For the records below, reproduce exactly the line that contains "Find the lake" and all subsequent lines, with nothing left out and nothing added.

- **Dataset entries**
━━━━━━━━━━

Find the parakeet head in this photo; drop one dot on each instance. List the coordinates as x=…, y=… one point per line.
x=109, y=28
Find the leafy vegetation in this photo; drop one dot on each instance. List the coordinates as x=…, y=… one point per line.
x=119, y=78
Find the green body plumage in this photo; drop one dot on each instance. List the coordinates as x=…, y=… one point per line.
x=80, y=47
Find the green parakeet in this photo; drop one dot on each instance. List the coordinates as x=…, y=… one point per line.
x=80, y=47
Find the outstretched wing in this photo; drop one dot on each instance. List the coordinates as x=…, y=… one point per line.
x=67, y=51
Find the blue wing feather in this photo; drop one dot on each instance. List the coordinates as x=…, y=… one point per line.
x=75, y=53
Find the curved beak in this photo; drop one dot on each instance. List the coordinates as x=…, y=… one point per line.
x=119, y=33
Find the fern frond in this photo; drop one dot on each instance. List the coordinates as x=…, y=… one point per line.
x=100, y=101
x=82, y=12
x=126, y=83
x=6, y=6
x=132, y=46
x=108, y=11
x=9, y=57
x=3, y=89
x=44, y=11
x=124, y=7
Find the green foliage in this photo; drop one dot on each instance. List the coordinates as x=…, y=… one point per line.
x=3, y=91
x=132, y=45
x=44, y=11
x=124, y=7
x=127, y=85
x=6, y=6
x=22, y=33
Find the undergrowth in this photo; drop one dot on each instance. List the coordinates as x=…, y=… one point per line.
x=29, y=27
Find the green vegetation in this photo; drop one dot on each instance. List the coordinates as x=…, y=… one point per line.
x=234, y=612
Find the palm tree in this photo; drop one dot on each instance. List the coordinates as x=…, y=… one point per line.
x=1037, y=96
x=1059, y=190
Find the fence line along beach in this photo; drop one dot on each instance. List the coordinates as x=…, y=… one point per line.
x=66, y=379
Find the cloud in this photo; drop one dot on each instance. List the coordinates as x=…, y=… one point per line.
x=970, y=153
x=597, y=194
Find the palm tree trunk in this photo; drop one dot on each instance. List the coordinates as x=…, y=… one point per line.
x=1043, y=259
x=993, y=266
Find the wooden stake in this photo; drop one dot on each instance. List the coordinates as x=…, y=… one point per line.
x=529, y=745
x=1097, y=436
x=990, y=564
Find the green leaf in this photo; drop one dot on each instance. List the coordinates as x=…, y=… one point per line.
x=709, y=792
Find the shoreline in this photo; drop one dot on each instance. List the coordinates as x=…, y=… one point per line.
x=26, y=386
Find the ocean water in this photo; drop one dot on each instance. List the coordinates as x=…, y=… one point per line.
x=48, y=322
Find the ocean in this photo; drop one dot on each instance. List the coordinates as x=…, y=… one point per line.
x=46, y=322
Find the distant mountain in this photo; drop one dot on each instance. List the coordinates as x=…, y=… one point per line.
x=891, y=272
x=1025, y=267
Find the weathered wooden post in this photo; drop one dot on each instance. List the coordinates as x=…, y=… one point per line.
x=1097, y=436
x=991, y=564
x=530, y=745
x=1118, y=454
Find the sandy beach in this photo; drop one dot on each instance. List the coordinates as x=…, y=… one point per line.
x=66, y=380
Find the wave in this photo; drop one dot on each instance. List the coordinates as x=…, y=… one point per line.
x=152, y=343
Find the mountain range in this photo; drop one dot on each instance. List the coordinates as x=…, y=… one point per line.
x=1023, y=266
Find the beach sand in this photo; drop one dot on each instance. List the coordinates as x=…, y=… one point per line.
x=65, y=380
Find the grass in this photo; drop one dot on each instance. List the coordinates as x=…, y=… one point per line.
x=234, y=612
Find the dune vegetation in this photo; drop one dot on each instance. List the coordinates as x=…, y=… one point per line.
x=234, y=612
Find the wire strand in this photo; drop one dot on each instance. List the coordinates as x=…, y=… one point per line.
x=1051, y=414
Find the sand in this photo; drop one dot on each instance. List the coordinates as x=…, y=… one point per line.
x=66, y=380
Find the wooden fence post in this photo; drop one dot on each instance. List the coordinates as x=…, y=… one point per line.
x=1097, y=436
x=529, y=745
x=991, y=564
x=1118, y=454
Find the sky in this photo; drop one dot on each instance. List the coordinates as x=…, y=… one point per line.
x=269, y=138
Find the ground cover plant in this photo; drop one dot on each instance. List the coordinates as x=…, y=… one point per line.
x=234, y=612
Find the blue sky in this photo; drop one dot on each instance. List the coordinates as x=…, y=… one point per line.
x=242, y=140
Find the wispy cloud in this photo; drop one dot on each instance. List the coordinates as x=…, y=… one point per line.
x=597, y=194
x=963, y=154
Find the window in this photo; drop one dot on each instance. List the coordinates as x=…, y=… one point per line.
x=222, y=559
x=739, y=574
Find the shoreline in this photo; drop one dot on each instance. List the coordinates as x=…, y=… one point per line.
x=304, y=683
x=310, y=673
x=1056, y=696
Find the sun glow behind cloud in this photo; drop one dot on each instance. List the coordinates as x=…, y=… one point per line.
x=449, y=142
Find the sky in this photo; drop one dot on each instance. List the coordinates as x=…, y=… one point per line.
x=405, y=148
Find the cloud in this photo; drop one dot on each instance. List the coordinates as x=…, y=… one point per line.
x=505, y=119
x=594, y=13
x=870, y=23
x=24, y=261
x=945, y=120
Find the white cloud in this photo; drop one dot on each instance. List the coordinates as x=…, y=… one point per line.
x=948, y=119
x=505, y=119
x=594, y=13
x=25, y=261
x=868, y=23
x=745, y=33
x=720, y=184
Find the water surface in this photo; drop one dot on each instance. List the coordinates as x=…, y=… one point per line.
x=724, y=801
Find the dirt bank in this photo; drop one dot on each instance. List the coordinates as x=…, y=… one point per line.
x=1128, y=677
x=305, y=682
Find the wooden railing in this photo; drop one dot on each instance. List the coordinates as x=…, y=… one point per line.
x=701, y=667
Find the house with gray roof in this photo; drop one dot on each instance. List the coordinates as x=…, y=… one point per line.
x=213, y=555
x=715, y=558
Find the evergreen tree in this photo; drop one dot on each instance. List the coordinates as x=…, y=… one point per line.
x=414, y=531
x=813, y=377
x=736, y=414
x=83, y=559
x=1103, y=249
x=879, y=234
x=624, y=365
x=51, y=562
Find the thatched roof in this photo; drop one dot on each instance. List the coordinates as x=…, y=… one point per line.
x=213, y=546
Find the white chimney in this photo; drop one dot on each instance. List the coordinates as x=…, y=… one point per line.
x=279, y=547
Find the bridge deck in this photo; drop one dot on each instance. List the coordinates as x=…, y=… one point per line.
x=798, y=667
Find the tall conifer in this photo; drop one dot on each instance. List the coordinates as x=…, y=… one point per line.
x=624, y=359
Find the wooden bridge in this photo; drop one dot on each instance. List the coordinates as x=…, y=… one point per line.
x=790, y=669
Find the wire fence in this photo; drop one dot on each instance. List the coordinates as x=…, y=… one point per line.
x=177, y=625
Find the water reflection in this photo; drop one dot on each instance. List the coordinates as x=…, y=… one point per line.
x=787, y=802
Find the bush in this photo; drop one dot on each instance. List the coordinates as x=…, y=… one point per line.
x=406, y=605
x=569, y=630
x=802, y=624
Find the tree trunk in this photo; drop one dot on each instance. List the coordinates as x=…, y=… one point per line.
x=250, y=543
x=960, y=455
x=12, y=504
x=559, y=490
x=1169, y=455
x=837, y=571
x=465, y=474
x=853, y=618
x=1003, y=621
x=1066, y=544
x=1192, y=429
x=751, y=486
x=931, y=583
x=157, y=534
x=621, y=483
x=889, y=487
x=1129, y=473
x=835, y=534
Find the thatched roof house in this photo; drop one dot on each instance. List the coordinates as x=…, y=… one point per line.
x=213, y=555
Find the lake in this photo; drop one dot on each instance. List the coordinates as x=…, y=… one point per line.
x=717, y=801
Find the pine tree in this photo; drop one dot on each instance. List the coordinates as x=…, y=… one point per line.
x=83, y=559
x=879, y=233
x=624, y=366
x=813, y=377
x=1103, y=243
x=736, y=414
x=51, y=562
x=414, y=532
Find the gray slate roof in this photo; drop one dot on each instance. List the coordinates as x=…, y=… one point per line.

━━━━━━━━━━

- **Response box**
Find the lake in this photo; drop one dot on each instance. List the coordinates as x=…, y=… one point per line.
x=717, y=801
Find the pine tree in this photo; drop one dot on each instance. List the coordinates as x=…, y=… one point per line.
x=83, y=559
x=879, y=233
x=624, y=366
x=813, y=377
x=1103, y=243
x=736, y=414
x=51, y=562
x=414, y=532
Find the gray slate roof in this photo; drop one dot on each instance. List the coordinates as x=…, y=… one point per line.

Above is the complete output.